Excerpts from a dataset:
*****
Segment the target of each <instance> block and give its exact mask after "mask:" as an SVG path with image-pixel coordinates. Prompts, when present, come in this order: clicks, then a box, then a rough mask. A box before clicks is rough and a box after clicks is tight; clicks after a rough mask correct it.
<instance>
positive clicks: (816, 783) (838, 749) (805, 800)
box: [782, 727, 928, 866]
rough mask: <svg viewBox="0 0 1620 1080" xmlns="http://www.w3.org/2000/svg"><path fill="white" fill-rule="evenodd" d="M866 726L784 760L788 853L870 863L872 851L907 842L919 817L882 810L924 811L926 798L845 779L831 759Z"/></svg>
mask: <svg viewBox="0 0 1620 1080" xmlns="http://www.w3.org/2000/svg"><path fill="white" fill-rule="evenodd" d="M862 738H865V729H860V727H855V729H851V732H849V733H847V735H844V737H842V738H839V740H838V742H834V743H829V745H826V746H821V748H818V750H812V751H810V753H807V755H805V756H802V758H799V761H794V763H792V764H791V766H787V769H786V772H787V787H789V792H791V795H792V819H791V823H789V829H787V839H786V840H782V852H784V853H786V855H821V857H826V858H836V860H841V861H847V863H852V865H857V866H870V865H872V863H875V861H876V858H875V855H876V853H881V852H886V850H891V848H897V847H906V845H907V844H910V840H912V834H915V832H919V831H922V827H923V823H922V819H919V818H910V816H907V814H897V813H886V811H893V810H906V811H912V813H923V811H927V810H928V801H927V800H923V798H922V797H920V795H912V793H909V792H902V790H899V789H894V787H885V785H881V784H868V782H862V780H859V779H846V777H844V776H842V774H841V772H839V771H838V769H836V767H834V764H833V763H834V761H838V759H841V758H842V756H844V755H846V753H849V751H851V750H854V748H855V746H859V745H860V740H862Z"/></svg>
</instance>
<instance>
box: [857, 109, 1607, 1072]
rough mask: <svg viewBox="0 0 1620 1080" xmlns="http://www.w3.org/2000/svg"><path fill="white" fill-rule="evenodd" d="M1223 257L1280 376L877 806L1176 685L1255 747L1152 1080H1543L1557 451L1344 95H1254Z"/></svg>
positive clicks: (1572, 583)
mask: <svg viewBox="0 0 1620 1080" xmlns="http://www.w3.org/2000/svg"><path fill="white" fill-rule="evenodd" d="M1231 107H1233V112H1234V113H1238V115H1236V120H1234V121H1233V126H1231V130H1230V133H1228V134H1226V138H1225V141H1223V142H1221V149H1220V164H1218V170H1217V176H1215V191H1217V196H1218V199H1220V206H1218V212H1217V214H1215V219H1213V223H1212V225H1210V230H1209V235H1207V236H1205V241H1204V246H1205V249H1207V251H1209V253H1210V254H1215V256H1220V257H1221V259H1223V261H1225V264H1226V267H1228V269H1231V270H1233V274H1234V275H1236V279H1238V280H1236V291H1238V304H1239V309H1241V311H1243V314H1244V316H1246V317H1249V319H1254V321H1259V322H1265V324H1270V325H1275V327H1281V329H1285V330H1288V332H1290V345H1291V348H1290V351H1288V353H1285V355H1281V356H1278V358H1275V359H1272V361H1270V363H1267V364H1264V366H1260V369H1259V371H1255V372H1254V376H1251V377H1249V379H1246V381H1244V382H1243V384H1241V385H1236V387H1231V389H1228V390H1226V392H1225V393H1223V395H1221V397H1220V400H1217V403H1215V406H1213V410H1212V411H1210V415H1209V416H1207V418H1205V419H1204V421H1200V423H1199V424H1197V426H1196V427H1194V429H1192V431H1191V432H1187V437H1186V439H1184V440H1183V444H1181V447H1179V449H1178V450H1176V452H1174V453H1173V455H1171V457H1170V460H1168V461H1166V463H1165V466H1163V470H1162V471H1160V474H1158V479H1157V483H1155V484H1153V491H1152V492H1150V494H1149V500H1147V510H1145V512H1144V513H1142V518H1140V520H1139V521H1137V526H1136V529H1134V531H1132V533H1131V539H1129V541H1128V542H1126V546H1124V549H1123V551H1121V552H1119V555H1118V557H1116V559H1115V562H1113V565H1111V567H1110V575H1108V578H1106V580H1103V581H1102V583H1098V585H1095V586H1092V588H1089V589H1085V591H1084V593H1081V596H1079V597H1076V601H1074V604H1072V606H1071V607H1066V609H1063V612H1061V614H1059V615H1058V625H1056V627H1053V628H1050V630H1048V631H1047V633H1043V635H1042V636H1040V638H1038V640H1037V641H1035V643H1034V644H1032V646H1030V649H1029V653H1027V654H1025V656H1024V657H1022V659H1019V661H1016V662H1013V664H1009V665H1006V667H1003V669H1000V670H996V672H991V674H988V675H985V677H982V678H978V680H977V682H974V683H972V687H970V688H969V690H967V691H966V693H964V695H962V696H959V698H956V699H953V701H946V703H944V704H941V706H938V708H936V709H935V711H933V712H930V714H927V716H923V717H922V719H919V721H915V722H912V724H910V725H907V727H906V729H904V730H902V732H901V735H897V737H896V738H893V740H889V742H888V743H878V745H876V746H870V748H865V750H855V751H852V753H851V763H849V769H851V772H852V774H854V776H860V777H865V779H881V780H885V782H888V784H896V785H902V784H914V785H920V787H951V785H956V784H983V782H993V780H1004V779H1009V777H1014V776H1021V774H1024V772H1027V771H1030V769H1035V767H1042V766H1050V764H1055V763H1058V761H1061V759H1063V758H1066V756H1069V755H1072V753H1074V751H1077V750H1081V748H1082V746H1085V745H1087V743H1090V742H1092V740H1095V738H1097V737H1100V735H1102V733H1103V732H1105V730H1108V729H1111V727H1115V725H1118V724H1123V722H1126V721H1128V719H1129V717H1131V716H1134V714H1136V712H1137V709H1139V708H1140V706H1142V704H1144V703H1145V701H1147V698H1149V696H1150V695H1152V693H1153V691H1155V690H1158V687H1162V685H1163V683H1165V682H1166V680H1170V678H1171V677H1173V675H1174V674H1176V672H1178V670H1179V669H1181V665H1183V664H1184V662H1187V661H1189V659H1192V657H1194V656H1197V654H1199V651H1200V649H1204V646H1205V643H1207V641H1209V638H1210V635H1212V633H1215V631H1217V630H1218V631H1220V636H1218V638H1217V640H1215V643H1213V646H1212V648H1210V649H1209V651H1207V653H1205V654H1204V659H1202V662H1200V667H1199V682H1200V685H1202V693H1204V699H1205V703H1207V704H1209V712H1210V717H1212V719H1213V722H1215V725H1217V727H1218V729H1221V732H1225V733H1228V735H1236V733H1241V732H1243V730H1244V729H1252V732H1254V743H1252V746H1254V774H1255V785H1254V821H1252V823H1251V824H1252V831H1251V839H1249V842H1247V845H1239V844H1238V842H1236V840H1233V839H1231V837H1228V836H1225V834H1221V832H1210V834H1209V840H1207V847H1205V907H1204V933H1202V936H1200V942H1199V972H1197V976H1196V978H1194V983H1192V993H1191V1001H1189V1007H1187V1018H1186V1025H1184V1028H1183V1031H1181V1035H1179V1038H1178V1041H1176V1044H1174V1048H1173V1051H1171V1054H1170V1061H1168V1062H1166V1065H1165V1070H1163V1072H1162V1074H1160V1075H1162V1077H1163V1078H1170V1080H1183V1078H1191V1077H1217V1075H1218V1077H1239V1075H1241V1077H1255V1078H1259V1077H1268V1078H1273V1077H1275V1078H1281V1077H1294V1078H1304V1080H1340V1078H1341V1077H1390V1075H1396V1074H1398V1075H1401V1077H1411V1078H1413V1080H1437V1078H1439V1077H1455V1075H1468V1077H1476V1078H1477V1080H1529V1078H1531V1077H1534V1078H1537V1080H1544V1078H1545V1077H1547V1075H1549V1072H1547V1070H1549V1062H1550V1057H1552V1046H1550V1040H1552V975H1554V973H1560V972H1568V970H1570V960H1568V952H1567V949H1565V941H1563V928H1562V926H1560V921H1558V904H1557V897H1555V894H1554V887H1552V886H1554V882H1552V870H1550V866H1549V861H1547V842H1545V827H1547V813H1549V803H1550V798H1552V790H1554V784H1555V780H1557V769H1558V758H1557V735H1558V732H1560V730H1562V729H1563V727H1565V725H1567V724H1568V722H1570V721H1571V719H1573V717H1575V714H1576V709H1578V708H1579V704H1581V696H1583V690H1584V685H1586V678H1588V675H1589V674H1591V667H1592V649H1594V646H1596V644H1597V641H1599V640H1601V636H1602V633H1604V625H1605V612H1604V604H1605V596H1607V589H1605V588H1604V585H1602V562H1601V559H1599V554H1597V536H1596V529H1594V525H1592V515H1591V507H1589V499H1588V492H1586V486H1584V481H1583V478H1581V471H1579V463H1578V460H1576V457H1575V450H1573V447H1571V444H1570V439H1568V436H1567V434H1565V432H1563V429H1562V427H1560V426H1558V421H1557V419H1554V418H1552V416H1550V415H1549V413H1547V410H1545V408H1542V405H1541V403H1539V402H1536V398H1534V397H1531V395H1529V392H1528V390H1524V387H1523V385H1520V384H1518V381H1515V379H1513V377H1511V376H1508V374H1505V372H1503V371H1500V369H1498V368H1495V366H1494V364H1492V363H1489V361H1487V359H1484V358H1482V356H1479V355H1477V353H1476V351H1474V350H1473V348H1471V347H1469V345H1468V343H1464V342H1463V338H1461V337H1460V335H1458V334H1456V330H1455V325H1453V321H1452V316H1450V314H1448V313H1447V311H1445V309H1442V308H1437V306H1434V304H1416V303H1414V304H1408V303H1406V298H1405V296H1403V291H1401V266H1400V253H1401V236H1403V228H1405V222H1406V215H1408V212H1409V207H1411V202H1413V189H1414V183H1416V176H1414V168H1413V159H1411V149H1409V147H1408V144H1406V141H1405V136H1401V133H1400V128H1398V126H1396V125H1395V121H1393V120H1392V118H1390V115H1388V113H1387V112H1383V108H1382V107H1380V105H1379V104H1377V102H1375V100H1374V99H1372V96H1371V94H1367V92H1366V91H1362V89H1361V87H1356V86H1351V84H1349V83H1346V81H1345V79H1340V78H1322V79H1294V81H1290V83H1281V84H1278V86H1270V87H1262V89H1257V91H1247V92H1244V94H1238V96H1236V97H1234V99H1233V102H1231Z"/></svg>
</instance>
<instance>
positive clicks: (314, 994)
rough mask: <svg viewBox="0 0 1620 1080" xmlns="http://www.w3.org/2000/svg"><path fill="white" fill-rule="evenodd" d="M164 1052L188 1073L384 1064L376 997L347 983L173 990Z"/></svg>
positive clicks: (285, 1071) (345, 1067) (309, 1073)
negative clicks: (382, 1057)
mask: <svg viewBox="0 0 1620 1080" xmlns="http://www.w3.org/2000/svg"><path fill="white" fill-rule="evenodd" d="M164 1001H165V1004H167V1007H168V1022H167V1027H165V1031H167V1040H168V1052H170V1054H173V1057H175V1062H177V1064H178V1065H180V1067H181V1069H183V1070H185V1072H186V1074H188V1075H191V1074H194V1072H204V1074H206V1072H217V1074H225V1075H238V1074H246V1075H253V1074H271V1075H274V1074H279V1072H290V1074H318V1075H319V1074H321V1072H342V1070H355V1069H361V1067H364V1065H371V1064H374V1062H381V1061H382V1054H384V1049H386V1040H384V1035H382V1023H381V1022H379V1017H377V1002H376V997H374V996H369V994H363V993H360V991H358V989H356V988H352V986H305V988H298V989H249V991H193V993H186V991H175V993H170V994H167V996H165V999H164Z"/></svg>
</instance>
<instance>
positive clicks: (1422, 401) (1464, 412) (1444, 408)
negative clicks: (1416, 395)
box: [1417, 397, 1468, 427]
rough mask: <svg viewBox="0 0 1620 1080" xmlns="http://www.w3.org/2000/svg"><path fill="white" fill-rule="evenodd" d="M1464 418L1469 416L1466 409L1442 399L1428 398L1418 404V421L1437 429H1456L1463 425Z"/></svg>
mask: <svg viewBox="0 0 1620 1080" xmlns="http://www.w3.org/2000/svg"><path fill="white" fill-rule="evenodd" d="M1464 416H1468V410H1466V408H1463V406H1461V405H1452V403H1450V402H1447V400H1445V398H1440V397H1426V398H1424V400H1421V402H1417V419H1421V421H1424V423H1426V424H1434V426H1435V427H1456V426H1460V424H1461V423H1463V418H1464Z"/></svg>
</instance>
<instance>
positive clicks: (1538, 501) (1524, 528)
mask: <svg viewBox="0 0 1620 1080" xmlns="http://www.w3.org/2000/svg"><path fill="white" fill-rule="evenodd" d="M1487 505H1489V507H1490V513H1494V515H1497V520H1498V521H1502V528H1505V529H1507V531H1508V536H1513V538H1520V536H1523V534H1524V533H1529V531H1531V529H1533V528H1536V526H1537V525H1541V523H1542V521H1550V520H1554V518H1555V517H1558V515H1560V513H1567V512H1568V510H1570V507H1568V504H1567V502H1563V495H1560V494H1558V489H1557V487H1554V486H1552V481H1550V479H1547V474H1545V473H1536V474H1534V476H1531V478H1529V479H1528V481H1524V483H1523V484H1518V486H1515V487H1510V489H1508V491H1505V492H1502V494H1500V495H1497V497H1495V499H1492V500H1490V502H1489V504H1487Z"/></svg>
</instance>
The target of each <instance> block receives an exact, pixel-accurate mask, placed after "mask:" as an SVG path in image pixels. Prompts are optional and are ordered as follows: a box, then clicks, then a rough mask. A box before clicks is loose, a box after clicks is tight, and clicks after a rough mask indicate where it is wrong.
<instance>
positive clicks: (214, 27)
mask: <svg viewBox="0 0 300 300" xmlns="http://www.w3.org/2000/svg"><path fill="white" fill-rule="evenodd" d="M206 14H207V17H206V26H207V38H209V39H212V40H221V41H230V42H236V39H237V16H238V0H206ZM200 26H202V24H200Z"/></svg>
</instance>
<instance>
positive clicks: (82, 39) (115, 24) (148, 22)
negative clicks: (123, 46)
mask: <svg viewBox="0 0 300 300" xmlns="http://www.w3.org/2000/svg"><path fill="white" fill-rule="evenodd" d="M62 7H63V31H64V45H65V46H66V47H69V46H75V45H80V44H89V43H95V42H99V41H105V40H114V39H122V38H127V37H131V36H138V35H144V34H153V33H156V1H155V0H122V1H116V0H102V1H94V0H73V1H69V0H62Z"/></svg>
*****
*Task item*:
Quote the rows from their very first line through the line containing "box: [782, 727, 928, 866]", including both of those lines.

*Solution for this task*:
Segment the target of each <instance> block and give its exact mask after "mask:" as an SVG path with image-pixel coordinates. Prompts, when present, come in this order: clicks, then a box, then a rough mask. A box before clicks is rough and a box after clicks is tight; clicks after a rough mask correct it.
<instance>
positive clicks: (816, 783) (838, 749) (805, 800)
box: [782, 727, 928, 866]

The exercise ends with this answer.